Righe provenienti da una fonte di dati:
^^^^^^^^
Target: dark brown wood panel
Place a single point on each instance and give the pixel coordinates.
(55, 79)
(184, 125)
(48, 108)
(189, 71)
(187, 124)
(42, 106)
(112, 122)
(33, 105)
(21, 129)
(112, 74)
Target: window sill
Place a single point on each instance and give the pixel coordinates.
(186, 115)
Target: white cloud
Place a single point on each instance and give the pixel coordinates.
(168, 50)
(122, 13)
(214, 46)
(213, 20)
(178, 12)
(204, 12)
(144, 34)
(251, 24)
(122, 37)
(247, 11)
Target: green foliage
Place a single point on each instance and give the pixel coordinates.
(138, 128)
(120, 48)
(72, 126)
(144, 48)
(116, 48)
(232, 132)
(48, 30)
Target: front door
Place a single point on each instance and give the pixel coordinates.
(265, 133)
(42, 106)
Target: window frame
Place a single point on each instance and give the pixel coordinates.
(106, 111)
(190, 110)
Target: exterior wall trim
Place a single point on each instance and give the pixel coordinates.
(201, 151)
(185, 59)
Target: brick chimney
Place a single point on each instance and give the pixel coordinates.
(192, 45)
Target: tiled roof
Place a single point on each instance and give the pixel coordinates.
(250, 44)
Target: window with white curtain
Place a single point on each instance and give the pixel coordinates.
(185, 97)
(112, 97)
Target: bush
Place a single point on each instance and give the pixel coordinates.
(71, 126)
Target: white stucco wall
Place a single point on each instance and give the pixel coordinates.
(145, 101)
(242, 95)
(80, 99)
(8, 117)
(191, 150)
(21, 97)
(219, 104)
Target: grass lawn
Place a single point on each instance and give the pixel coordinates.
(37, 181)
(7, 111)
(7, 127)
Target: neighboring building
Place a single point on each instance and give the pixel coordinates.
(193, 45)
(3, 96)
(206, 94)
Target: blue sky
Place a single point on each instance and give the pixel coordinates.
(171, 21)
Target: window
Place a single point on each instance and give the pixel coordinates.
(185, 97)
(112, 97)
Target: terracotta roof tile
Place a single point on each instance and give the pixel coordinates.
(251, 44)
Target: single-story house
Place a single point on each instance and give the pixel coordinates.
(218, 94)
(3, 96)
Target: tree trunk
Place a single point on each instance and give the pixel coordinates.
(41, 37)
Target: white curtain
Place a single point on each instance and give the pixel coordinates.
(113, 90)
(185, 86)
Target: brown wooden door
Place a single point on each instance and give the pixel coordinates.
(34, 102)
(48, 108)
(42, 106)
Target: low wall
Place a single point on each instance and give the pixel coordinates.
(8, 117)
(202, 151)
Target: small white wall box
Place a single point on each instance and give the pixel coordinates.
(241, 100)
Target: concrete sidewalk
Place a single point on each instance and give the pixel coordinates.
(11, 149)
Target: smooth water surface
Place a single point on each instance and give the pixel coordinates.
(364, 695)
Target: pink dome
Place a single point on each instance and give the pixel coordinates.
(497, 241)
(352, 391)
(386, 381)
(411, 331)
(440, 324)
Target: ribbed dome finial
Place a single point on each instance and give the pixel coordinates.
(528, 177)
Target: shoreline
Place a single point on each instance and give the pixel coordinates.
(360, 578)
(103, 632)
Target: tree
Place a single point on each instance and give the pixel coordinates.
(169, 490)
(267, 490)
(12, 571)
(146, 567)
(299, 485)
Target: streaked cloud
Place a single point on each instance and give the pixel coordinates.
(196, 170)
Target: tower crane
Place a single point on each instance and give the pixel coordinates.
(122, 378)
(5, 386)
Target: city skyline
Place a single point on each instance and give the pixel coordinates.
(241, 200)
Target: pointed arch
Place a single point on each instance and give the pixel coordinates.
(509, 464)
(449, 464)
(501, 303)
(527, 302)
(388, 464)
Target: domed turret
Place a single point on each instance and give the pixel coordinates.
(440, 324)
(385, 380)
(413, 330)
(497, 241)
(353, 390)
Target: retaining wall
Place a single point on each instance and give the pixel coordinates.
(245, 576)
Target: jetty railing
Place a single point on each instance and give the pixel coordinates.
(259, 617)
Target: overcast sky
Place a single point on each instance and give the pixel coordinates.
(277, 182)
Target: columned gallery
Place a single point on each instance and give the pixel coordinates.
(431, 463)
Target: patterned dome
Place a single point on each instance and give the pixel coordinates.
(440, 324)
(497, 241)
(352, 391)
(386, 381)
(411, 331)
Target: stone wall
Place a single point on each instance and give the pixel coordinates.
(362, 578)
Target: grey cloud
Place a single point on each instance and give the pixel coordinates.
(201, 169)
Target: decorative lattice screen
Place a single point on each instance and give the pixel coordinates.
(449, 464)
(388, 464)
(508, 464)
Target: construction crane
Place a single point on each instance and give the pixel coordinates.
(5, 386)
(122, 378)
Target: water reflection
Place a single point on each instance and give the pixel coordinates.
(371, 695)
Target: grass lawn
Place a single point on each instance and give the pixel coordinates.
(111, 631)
^^^^^^^^
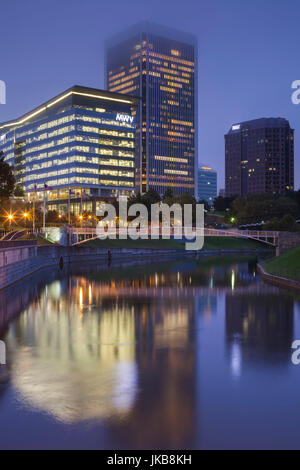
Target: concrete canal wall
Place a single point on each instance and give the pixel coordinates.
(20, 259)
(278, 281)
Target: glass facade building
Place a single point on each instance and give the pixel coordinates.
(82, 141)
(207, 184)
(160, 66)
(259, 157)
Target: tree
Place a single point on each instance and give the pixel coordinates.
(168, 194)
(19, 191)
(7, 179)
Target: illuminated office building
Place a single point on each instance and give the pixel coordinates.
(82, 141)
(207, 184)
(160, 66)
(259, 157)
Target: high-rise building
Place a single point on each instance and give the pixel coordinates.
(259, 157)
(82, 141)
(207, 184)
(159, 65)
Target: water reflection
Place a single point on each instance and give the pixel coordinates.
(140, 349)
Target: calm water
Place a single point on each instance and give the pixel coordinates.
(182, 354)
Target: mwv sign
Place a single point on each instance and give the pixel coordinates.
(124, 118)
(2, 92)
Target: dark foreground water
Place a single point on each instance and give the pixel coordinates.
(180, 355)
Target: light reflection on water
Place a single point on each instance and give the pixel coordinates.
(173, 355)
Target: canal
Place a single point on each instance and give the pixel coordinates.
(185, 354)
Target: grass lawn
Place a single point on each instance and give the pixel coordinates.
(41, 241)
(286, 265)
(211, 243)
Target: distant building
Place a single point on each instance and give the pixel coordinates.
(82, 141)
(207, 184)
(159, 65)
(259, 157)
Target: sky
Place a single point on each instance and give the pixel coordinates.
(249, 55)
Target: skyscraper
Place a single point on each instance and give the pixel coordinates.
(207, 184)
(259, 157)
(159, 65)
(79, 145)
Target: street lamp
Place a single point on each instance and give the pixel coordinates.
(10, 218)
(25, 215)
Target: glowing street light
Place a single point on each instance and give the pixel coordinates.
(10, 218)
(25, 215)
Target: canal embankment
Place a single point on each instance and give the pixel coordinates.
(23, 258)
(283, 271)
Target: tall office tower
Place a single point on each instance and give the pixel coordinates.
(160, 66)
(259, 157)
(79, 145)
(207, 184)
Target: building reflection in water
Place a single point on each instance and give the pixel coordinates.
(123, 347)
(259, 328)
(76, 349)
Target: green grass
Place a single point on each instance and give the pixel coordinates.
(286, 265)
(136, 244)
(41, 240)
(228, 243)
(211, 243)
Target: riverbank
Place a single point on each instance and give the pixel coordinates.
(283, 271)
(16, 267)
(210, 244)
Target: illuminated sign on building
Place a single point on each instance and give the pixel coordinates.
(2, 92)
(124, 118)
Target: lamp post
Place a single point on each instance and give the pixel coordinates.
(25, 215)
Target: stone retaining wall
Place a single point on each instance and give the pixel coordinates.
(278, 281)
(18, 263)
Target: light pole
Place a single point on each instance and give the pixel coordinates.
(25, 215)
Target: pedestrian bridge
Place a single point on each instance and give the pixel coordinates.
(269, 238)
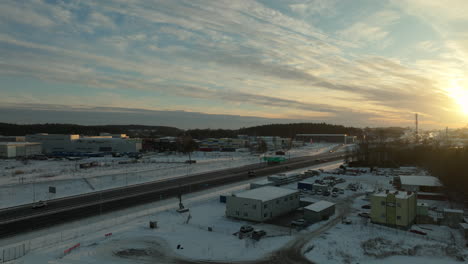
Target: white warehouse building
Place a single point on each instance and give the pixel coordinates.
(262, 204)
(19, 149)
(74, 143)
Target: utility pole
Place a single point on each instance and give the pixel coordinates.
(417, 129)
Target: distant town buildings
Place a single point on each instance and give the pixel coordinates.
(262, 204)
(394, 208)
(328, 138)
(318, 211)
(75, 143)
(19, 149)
^^^^^^^^
Consegna
Estrai tutte le righe qui sopra che contengono la parola "green", riportandole una per riga.

Soluzione
Target: green foliage
Target: green grass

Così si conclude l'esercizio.